Aufgaben
• a. Nenne alle Zahlen, die im Artikel über Wasser in Ziffern geschrieben sind.
• b. Beantworte anhand des Artikels über Wasser:
(i) Wie viel Prozent des Wassers auf der Erde sind Süßwasser?
(ii) Wie viele Liter sauberes Wasser pro Person und Tag soll das UNDP-Grundrecht umfassen?
(iii) Bis zu welchem Jahr wollten die UN den Anteil der Menschen ohne sauberes Trinkwasser halbieren?
• c. Führe den Artikel über Wasser nach seinem letzten Satz weiter.

Artikel
....................
Dabei ist Wasser die Substanz, von der es auf der Erde am meisten gibt, aber nur 2,53 Prozent davon sind Süßwasser, von denen wiederum zwei Drittel in Gletschern und dauerhaften Schneeflächen gebunden sind.
Von Wassermangel sind die Bewohner der ärmsten Weltregionen besonders hart betroffen. Das UN-Entwicklungsprogramm (UNDP) fordert die Anerkennung eines Grundrechts auf 20 Liter sauberes Wasser pro Person und Tag, kostenlos für die Ärmsten. Die UN haben sich außerdem in den Millenniumszielen dazu verpflichtet, bis 2015 den Anteil der Menschen zu halbieren, die kein sauberes Trinkwasser haben. Von beiden Zielen sind wir weit entfernt.
....................
Aufgelistete Zeilen
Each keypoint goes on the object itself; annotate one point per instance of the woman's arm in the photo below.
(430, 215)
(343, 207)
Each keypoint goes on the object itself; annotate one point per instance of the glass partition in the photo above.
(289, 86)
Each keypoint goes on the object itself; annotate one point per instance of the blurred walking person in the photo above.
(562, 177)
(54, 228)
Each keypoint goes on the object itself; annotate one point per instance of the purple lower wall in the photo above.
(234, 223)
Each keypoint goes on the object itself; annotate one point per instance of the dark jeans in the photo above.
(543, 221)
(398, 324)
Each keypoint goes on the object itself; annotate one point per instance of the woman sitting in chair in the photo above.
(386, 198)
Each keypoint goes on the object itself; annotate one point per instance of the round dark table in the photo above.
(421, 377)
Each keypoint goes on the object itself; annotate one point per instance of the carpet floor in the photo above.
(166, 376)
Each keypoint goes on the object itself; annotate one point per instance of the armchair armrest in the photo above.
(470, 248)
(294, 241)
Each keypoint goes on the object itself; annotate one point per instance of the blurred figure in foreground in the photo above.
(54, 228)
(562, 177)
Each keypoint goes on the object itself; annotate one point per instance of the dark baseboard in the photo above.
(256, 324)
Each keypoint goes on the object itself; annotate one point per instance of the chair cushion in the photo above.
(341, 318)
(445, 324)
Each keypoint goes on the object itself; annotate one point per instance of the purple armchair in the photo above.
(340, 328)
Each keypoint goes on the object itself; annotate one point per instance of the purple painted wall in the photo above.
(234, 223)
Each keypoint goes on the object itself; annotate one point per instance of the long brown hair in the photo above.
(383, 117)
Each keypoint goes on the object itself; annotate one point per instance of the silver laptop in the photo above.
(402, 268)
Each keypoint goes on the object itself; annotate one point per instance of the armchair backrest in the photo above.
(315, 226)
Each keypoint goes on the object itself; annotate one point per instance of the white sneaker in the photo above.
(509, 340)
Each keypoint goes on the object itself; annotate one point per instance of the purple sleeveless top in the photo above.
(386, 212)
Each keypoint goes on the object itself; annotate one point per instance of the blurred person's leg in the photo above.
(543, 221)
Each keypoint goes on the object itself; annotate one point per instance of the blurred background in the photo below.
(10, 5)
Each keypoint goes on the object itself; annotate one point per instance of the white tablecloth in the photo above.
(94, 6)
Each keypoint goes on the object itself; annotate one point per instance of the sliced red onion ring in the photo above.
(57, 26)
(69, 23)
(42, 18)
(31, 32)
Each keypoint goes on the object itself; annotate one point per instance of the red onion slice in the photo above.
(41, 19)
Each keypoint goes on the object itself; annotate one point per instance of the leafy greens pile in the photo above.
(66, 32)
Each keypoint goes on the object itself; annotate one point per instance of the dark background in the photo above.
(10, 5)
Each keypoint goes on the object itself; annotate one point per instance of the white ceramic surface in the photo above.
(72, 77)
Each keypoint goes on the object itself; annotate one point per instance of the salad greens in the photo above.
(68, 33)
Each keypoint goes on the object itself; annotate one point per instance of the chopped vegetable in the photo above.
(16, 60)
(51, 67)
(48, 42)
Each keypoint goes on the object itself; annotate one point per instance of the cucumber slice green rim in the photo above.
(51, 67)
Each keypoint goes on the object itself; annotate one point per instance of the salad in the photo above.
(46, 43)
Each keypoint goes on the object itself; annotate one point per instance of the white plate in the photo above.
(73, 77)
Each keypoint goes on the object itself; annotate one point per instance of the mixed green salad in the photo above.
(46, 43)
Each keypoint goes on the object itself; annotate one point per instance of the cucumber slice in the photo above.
....................
Erwartete Antworten
• a. 2,53; 20; 2015

• b.
(i) 2,53 Prozent
(ii) 20 Liter
(iii) 2015

• c.
Wegen Wassermangel gehen weltweit an die 450 Millionen Schultage pro Jahr verloren. Afrika verliert dadurch jedes Jahr 5 Prozent seines Bruttoinlandprodukts. Der erste UN-Weltwasserbericht (2003) konstatiert: »Es wird auf brutale Weise klar, dass die wirklich Armen unter einer Kombination der meisten, wenn nicht gar aller Probleme im Wassersektor leiden.«
In den ländlichen Gebieten würde eine bessere Wasserversorgung 850 Millionen der von Unterernährung und den Folgen des Klimawandels betroffenen Menschen helfen. Die UN fordern alle Staaten auf, dem Wasserproblem oberste Priorität einzuräumen, und verlangen zusätzliche Hilfen von 4 Milliarden Dollar.
Ein Hauptgrund für den Mangel ist die rasante und ungeplante Urbanisierung. Brot für die Welt rechnet vor, dass die städtische Bevölkerung pro Jahr weltweit um 60 Millionen Menschen wächst. Von den heute 25 Städten mit mehr als 10 Millionen Einwohnern liegen nur drei in Industrieländern.
Durch marode Leitungen gehen in Entwicklungsländern 30 bis 40 Prozent des Wassers verloren. Unter Neu-Delhi, Jakarta, den Städten Lateinamerikas und Chinas sinkt der Grundwasserspiegel jährlich um einen Meter. Wasserversorgung und Abwassersysteme kommen mit dem Wachstum der Städte nicht mit, schon gar nicht in den Slums.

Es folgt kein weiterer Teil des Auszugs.